(Goal)
Lay out every line of the items below as a JSON list of strings, one string per line, leaving out blank lines.
[BEGIN The data]
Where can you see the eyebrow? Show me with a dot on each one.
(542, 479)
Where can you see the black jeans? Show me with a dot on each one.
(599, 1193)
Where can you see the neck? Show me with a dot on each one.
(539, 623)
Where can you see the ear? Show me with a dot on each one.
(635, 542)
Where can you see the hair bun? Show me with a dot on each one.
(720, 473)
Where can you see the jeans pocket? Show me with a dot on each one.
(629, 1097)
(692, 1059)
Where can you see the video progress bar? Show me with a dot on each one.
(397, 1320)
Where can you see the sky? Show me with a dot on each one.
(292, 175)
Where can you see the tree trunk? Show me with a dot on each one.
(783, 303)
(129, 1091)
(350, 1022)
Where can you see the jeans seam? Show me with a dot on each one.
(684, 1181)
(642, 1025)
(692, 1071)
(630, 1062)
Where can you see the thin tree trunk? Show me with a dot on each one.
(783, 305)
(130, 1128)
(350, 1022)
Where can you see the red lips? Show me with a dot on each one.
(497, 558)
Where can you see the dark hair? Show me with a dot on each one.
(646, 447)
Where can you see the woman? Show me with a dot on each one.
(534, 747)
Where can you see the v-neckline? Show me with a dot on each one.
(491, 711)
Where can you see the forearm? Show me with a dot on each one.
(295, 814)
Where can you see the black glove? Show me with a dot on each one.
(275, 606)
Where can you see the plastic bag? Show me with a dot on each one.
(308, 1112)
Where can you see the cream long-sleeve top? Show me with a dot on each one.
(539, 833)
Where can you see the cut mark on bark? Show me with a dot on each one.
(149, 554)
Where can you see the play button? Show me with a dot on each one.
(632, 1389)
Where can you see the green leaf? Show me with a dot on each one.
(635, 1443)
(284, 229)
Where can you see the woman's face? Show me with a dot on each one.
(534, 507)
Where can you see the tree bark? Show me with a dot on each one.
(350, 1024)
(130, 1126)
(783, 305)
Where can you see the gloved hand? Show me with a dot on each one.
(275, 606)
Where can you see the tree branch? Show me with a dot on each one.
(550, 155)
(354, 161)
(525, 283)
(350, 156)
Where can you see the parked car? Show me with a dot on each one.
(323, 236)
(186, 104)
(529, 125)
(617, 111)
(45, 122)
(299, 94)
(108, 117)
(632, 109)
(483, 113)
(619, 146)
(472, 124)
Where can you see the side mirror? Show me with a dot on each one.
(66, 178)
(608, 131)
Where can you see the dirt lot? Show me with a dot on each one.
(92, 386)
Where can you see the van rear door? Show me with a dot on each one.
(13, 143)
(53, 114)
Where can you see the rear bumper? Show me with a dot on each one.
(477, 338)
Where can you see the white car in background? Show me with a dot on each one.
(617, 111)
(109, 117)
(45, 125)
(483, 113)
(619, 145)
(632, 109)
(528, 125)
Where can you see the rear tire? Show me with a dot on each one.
[END The data]
(Response below)
[
  "Where can you see the eyebrow? Show me with a dot on each one.",
  "(542, 479)",
  "Where can you see the black jeans? Show me with a dot on each one.",
  "(599, 1193)",
  "Where can you see the neck? Show me with a dot on each one.",
  "(539, 623)",
  "Where can you see the ear? Show me with a dot on each one.",
  "(635, 542)",
  "Where can you see the hair bun? Show me with a dot on each one.",
  "(720, 473)",
  "Where can you see the jeans pocket? Show me with a dot on each one.",
  "(629, 1097)",
  "(692, 1059)",
  "Where can you see the video progress bar? Show me with a dot on each one.",
  "(397, 1320)",
  "Where can you see the sky? Show me with a dot on each one.",
  "(292, 175)",
  "Where can you see the tree trunk? Show me with a dot on each one.",
  "(783, 303)",
  "(129, 1091)",
  "(350, 1022)",
  "Where can you see the jeans seam? Show me with a dot on each one.",
  "(684, 1181)",
  "(642, 1025)",
  "(692, 1071)",
  "(630, 1062)",
  "Where can you see the thin tree trunk? Show me with a dot on each one.",
  "(783, 305)",
  "(130, 1128)",
  "(350, 1022)",
  "Where can you see the red lips? Show me with a dot on each one.",
  "(497, 558)",
  "Where can you see the dark hair? Show me with a dot on each one.",
  "(646, 447)",
  "Where can you see the woman? Show me with a dot on each one.",
  "(534, 747)",
  "Where can you see the v-neckline? Show me with a dot on each one.",
  "(491, 711)",
  "Where can you see the forearm? Show me with a dot on each one.",
  "(295, 814)",
  "Where can you see the black glove? Show me with a dot on each one.",
  "(275, 606)",
  "Where can you see the plastic bag? Show me with a dot on each one.",
  "(308, 1112)",
  "Where can you see the cream long-sleeve top? Show me with a dot on each one.",
  "(539, 833)",
  "Where can you see the cut mark on bark? Show me with a dot on each one.",
  "(149, 554)",
  "Where can you see the play button? Show me with a dot on each one.",
  "(632, 1389)",
  "Where can you see the green leaf? Show me with a dot on each one.",
  "(635, 1443)",
  "(284, 229)",
  "Where can you see the woman's face? Show me with a dot on each one.",
  "(534, 507)",
  "Where can you see the tree bark? Show me with a dot on each one.",
  "(350, 1024)",
  "(130, 1126)",
  "(783, 305)",
  "Where can you see the gloved hand? Show me with a dot on each one.",
  "(275, 606)",
  "Where can you see the tree branch? Show me with a dot on each one.",
  "(550, 155)",
  "(354, 161)",
  "(525, 283)",
  "(350, 156)",
  "Where can you see the parked car? Show me with a dot on each one.",
  "(323, 236)",
  "(186, 104)",
  "(529, 125)",
  "(617, 111)",
  "(45, 122)",
  "(299, 94)",
  "(108, 117)",
  "(632, 109)",
  "(483, 113)",
  "(619, 146)",
  "(472, 124)",
  "Where can you see the side mirror? Show me with a dot on each one.",
  "(66, 178)",
  "(608, 131)",
  "Where can you see the dirt lot? Show me with a dot on each one.",
  "(92, 386)",
  "Where can you see the van rear door? Show me with a dot on each one.",
  "(13, 143)",
  "(53, 114)",
  "Where can you see the rear bumper? Show me with a dot on each one.",
  "(477, 338)",
  "Where can you see the white car in background? Show me with a dot on each one.",
  "(617, 111)",
  "(109, 117)",
  "(45, 125)",
  "(483, 113)",
  "(619, 145)",
  "(632, 109)",
  "(528, 125)",
  "Where can you see the rear tire? Show me with a dot on each one."
]